Stated task:
In the records below, from their start through the line containing "[(441, 321)]", switch every "tag" to "mark" and leave everything else unchanged.

Coordinate annotation entries
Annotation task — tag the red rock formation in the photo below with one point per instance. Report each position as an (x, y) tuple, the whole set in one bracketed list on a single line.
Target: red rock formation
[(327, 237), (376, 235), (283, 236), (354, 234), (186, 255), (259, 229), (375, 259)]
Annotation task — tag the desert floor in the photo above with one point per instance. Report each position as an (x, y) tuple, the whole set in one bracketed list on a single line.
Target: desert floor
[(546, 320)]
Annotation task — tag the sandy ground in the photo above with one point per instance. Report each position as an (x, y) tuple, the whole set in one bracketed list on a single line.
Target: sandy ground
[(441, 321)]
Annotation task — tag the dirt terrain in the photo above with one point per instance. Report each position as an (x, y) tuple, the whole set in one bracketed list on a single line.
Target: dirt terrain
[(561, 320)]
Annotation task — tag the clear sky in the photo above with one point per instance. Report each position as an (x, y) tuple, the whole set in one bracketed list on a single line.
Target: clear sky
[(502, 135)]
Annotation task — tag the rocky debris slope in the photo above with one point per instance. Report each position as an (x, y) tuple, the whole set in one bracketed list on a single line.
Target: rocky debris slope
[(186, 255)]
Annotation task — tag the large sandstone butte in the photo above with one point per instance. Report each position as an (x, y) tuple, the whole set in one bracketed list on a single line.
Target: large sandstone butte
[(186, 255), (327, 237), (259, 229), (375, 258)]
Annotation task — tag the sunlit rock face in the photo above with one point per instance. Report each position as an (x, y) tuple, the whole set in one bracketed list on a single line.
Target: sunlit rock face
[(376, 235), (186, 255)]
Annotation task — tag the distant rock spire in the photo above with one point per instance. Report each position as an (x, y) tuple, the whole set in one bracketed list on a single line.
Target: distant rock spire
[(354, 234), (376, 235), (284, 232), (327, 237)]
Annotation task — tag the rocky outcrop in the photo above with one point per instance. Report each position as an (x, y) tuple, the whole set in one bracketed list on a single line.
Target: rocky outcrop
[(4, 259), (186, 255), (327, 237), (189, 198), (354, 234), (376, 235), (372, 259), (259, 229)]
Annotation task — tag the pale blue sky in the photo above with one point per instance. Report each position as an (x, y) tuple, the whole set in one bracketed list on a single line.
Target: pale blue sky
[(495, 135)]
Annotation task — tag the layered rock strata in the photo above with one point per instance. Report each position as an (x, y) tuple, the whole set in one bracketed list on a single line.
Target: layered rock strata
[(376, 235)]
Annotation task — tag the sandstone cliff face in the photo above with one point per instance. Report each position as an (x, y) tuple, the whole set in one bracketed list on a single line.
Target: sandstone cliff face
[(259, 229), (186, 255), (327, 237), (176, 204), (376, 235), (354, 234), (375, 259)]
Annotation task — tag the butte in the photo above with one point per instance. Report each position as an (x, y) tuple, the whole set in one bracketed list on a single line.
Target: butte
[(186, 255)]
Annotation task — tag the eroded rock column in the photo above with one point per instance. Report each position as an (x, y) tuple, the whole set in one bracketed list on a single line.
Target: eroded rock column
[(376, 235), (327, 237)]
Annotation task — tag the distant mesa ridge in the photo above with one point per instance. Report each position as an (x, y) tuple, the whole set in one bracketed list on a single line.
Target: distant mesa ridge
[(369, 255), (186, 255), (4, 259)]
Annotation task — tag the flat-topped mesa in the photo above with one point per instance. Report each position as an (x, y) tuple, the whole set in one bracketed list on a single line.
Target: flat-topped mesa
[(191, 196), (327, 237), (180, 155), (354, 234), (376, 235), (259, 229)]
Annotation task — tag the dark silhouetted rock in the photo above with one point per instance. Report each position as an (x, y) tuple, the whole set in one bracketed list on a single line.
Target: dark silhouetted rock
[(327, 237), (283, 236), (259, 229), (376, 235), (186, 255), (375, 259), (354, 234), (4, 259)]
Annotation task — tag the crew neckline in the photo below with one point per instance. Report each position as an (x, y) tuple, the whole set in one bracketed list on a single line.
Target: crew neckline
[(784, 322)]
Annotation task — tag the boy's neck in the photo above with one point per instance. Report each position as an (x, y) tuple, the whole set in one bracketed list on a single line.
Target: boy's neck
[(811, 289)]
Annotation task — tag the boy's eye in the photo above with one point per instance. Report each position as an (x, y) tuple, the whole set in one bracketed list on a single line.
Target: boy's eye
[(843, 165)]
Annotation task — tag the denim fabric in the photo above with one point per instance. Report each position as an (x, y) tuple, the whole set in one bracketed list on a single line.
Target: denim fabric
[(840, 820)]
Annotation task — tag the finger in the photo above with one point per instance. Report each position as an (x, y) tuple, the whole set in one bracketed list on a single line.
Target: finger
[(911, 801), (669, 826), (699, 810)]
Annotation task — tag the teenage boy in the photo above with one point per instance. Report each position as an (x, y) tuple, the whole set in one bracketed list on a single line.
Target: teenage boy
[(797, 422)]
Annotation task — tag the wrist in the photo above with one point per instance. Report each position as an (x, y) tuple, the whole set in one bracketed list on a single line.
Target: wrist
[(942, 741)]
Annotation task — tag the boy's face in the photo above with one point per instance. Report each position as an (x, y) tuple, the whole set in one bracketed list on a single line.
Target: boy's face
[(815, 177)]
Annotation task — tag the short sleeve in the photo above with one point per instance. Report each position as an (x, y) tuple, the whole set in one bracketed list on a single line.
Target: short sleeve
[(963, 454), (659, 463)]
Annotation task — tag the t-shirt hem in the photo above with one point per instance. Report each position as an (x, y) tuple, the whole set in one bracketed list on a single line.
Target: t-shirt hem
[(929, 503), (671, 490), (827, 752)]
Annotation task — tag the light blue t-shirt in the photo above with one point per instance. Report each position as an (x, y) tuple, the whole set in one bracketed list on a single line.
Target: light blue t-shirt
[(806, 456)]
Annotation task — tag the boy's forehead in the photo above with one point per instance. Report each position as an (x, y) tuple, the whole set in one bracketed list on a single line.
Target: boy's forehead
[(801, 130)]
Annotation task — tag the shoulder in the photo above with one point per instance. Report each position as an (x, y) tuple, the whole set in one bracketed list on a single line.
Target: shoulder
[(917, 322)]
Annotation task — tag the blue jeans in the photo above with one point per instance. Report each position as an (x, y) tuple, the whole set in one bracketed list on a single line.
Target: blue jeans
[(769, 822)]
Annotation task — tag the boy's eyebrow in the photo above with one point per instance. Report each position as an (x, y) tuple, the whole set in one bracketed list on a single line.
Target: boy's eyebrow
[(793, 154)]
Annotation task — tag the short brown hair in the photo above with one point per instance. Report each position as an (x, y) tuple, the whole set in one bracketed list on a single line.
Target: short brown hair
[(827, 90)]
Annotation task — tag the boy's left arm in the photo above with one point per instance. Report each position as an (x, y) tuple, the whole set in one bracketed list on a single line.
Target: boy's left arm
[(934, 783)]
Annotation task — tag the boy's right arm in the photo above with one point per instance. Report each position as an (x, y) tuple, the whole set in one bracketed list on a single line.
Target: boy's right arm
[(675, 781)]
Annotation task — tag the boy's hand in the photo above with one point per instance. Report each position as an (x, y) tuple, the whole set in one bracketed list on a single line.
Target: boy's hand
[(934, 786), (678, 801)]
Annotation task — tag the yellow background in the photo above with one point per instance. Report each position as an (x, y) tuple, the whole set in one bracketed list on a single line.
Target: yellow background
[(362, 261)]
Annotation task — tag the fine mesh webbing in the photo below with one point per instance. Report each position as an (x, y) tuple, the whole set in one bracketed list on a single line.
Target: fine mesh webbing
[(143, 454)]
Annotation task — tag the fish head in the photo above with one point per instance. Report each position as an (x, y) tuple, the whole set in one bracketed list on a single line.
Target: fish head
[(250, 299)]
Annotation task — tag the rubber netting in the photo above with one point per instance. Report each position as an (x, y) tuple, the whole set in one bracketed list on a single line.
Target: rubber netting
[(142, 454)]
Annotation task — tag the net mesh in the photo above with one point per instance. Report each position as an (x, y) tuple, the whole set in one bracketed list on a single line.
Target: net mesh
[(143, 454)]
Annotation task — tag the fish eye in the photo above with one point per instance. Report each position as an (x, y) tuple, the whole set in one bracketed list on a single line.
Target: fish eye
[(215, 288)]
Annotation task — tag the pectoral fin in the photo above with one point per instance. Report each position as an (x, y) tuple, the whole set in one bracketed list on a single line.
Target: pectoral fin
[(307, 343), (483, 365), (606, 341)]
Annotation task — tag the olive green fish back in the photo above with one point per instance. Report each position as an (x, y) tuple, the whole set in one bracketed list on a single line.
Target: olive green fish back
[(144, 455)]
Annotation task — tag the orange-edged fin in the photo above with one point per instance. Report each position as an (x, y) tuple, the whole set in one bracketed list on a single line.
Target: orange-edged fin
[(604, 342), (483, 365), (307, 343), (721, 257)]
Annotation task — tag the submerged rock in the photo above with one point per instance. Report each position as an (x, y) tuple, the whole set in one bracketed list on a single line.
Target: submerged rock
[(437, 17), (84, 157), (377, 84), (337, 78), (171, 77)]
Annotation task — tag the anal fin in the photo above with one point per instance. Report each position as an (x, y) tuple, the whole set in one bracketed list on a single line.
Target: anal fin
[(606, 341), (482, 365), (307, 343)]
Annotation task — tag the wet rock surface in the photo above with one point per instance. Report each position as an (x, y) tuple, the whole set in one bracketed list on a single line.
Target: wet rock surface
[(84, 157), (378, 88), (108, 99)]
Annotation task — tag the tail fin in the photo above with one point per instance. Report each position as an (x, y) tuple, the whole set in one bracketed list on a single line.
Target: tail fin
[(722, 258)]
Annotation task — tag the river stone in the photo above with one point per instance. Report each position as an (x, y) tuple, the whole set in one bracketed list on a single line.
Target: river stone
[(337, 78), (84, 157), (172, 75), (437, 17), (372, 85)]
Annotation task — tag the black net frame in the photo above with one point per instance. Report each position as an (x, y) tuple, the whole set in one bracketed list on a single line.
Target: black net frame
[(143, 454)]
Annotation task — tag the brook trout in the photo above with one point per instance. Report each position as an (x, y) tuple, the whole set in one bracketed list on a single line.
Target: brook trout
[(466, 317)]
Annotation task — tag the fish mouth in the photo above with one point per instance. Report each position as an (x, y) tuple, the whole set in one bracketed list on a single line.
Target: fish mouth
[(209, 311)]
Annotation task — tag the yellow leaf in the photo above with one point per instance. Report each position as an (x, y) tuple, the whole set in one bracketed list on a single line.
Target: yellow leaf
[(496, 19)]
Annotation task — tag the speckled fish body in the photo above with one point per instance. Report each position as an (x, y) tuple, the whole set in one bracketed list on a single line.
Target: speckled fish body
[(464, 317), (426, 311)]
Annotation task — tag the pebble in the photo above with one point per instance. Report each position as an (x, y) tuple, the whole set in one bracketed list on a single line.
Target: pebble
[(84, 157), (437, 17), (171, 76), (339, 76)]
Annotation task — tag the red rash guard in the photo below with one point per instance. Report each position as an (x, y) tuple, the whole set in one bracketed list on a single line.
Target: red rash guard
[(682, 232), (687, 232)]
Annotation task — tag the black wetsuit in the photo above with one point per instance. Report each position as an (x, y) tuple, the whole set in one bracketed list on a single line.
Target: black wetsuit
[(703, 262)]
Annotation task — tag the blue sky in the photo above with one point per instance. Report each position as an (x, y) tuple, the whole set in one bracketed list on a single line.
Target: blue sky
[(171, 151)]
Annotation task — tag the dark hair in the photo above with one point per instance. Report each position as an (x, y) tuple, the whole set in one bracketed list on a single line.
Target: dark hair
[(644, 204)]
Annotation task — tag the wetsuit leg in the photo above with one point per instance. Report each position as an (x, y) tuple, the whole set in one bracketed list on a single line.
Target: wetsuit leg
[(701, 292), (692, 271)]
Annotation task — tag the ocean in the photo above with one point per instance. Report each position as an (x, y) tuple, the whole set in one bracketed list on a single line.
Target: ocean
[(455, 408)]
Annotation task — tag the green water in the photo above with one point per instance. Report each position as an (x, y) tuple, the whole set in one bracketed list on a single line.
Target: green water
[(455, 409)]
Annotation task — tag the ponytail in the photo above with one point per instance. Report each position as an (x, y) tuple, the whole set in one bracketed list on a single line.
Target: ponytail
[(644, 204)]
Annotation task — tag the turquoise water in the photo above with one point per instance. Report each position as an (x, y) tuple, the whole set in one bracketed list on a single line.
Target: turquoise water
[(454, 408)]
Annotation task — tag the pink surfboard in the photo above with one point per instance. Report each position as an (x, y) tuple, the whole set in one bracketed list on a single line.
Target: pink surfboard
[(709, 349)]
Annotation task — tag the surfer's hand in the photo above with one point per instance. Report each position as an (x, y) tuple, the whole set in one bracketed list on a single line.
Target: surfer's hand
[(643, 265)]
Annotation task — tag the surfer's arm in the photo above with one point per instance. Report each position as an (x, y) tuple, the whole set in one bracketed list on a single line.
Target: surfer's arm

The answer:
Annotation task — mark the red rock formation in the photo below with one point per instance. Report each position as an (x, y) tuple, the whole set in one bracketed list on a single line.
Target: red rock formation
[(327, 237), (376, 235), (283, 236), (354, 234), (186, 255), (259, 229), (375, 259)]
Annotation task — mark the desert floor in the photo above with one point per instance. Report each position as an (x, y) tuple, the whole set in one bracketed list on a single line.
Target: desert floor
[(546, 320)]
Annotation task — mark the sandy ground in the photo above with one point per instance. Report each position as an (x, y) tuple, the whole set in one bracketed list on a single line.
Target: sandy ground
[(441, 321)]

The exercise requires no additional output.